(Excerpts from a dataset)

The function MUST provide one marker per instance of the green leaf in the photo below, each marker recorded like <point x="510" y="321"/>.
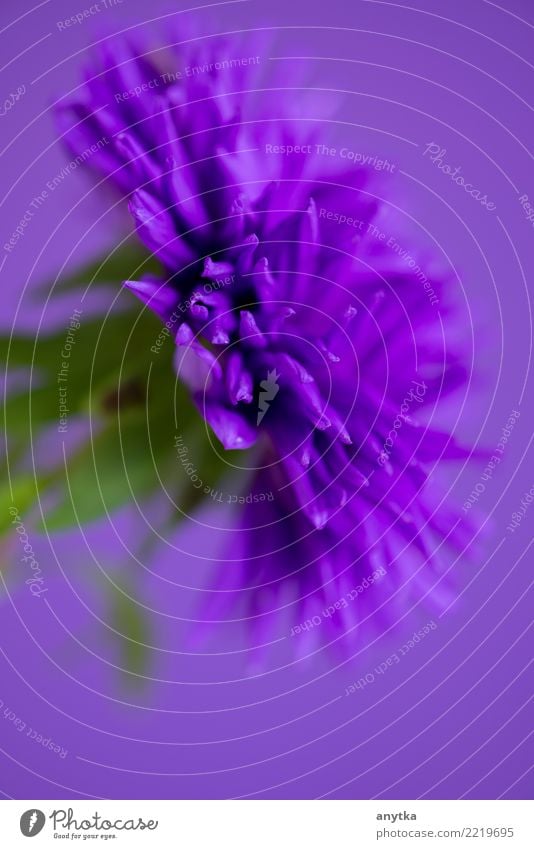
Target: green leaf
<point x="129" y="619"/>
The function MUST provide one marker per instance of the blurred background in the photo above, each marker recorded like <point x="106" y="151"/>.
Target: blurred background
<point x="103" y="693"/>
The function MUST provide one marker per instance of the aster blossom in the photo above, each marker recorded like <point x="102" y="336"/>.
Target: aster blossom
<point x="298" y="330"/>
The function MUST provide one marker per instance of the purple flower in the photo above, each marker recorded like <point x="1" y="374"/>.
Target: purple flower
<point x="304" y="325"/>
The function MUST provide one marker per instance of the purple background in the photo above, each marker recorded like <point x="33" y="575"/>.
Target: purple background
<point x="452" y="719"/>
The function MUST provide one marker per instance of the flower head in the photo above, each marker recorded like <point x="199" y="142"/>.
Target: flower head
<point x="303" y="325"/>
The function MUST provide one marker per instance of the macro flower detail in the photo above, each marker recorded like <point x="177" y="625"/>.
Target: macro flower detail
<point x="300" y="329"/>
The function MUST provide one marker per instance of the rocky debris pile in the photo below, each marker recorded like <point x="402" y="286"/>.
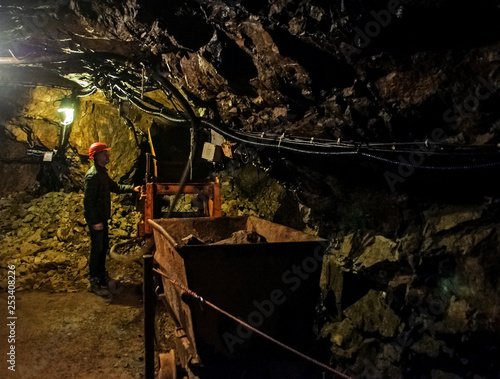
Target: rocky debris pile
<point x="47" y="240"/>
<point x="428" y="299"/>
<point x="237" y="237"/>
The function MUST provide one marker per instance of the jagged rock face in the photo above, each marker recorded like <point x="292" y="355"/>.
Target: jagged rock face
<point x="46" y="238"/>
<point x="409" y="283"/>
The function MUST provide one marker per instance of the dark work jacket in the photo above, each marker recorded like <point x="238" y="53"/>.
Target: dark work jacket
<point x="97" y="194"/>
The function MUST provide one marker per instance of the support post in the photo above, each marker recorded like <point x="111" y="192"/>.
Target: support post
<point x="149" y="318"/>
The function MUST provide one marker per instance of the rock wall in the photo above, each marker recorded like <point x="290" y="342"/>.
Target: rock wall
<point x="47" y="239"/>
<point x="35" y="125"/>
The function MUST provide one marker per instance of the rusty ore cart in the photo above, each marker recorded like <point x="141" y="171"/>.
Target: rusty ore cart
<point x="271" y="285"/>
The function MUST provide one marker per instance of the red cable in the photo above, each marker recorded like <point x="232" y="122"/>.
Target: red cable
<point x="195" y="295"/>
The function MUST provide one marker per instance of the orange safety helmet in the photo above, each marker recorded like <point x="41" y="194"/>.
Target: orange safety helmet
<point x="97" y="147"/>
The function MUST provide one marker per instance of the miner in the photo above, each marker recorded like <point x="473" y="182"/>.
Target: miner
<point x="97" y="207"/>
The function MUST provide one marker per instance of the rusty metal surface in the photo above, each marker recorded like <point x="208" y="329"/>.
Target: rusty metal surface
<point x="151" y="192"/>
<point x="243" y="279"/>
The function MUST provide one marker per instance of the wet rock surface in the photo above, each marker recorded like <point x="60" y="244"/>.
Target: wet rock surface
<point x="47" y="239"/>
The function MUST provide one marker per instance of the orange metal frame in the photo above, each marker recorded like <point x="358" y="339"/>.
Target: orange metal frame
<point x="210" y="193"/>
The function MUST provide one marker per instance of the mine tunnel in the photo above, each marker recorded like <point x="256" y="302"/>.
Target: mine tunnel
<point x="249" y="189"/>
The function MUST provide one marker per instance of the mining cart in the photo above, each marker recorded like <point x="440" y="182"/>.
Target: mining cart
<point x="260" y="272"/>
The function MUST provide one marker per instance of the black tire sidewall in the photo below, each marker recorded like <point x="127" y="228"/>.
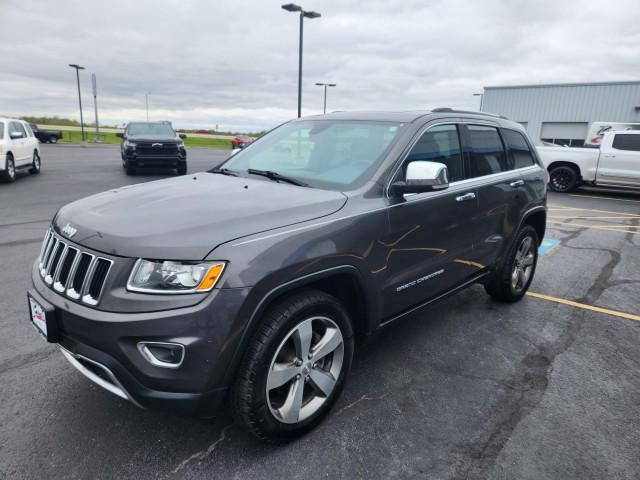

■ **WHAT NEEDS TO BE DONE**
Bring together each line above where the string "below" turns up.

■ **SOLUTION FOR THIS TASK**
The function MUST provide one marker per instance of the green leaf in the photo below, each marker recorded like <point x="510" y="321"/>.
The function MUST provide one marker per instance of the rocky debris pile in the photo below, each marker recorded like <point x="402" y="286"/>.
The function MUST provide one marker per instance of the black tire sidewall in the photo below, each marker recorded like <point x="127" y="228"/>.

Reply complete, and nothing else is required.